AIM OF THE TASK:
Please copy the listing below word for word, omitting any pictures from your copy.

-- BEGIN RECORDS FOR PROCESSING --

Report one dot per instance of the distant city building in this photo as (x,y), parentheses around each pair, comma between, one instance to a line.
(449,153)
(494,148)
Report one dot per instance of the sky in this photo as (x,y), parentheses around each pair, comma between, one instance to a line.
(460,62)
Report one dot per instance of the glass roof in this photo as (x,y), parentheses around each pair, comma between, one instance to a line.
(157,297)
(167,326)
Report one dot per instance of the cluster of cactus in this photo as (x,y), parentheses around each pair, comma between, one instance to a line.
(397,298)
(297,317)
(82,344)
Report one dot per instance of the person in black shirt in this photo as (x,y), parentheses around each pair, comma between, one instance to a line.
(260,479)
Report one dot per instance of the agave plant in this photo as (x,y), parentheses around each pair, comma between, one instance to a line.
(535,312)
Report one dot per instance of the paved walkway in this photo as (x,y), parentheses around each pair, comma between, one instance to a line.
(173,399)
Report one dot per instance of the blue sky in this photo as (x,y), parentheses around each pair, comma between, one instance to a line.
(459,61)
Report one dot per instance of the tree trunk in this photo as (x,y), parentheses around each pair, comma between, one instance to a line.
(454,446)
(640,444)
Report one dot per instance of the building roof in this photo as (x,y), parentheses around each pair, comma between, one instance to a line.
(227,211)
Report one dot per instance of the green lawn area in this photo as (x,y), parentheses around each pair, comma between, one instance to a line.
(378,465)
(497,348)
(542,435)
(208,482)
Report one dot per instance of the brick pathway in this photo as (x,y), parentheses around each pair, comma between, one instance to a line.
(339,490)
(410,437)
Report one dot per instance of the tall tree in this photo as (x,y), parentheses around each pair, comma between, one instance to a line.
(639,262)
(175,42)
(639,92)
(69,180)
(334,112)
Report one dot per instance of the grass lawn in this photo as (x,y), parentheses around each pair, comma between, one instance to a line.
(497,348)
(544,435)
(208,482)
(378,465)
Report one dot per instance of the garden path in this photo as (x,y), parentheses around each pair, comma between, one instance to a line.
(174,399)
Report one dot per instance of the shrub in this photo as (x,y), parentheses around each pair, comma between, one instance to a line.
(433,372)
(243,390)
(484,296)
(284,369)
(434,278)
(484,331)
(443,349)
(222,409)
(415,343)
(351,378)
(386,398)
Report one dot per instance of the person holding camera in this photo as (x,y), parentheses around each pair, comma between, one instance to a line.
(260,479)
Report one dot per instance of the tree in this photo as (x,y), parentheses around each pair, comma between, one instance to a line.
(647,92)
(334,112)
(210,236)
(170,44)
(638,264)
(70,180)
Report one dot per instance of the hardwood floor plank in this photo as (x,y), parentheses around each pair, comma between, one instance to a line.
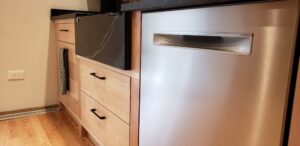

-- END RECORDS FOR PROCESSING --

TASK RESPONSE:
Report one dot per instance of the distant city building in this photo as (x,y), parentheses around each pair, comma between, one instance to a line.
(449,153)
(494,148)
Report one dot per instance of the sky in this photo as (x,y), parentheses around each pair, comma between, one instance to a line.
(460,62)
Report one dot per instance of the glass roof in this photo as (x,y), parentheses around each pair, comma between, one instance to a line.
(157,297)
(167,326)
Report one dot per instance of the cluster of cactus in this photo as (x,y), parentheses around each pair, comma between, one instance to a line.
(397,298)
(297,317)
(82,344)
Report one dot per instance of the person in black shirt in this photo as (x,y), parentheses around each pair, comma between, one instance to a line.
(260,479)
Report one dot per instance of the agave plant in this photo as (x,y), parentheses around each pair, comma between, one instance to a line.
(535,312)
Report one dot per instance of the paved walkway in this photo as (x,y), parentheses around each pair, comma between, one instance to a line.
(173,399)
Report one dot per instance of the blue sky in this photo as (x,y), parentheses around each pair, comma between, one instance to a line.
(459,61)
Report one dot per instance of the tree trunk in this photo as (x,y), parentheses around each pair, comma between, one instance to a line.
(454,446)
(640,444)
Report one dot per instance of the building roof in this photo as (x,y), parentheses around each pair, comma between, one instance to a line.
(227,211)
Report one dot per instance of the green lawn area in this photo as (x,y), parentheses around each pair, comma between, one instance to a line.
(378,465)
(497,348)
(542,435)
(208,482)
Report one dot per instance of the brick pathway in this photo as (x,y), parentheses around each pair, comma between, one instance to a line.
(339,490)
(410,437)
Report one dot per instance of the tall tree in this photo as (x,y), parentheses around each pair, comma between, one instance to a line.
(639,262)
(175,42)
(639,92)
(69,180)
(334,112)
Report one dot per instance of the grass lawn in this photo as (x,y), parentheses around each pair, comma between, one instance to a line.
(497,348)
(544,435)
(208,482)
(378,465)
Report one dot per instance of the garden path in this photo as (x,y), parentheses around each pair, comma between, one instance to a line.
(174,399)
Report one dot per instance of the shrub in this photo as (x,y), parentheses around each pair, comma between, one instance to a line.
(433,372)
(243,390)
(484,296)
(284,369)
(434,278)
(484,331)
(443,349)
(222,409)
(415,343)
(351,378)
(386,398)
Report one dot per instance of the person holding camera in this photo as (x,y), parentheses around each pair, comma between, one instance to a line.
(260,479)
Report one dot per instance of the tree in this photo as (x,y), parentheses around each pair, comma between, one instance to a line.
(647,92)
(334,112)
(210,236)
(170,44)
(638,264)
(70,180)
Report one dot per instance of the hardwood floor plank in this photo as (x,y), parentheses around each pair, comma between, one instance to a line.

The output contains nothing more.